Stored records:
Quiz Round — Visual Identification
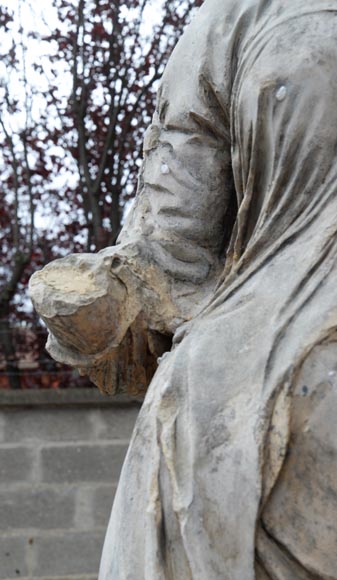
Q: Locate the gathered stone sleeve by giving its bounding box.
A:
[104,2,248,331]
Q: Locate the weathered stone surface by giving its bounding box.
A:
[31,0,337,580]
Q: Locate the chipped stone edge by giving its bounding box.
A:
[0,387,143,408]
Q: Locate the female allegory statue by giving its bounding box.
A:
[31,0,337,580]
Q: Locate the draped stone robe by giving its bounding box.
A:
[63,0,337,580]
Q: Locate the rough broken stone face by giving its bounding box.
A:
[32,0,337,580]
[30,254,170,395]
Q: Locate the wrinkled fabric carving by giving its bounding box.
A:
[100,0,337,580]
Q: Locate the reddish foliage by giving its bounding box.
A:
[0,0,201,388]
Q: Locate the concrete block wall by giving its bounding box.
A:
[0,396,139,580]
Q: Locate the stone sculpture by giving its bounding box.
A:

Goal »
Return every line of the records above word for word, omitting the pictures.

Output of the task »
Quiz Round — Visual Identification
Q: Locate the gathered stone sleeve by giving its bounding box.
A:
[104,2,248,331]
Q: Locate the weathered stone surface by giving its bounding box.
A:
[31,0,337,580]
Q: Locate the chipped stone edge by giving its bounding box.
A:
[0,387,143,408]
Q: Locate the female allegory statue by giving its bounding box.
A:
[31,0,337,580]
Q: Locate the draped stone robe by giving its bounding box.
A:
[63,0,337,580]
Q: Locate the rough broken stone face by giving its bounding box.
A:
[32,0,337,580]
[30,254,170,395]
Q: Locate the wrinkled fabric carving by giving its bounding box.
A:
[100,0,337,580]
Q: Locate the reddish foliage by giving its bounding box.
A:
[0,0,201,388]
Q: Locate the concrete block wall by giving its bounding box.
A:
[0,396,139,580]
Q: Locate the stone sculpture by giving its bounding box.
A:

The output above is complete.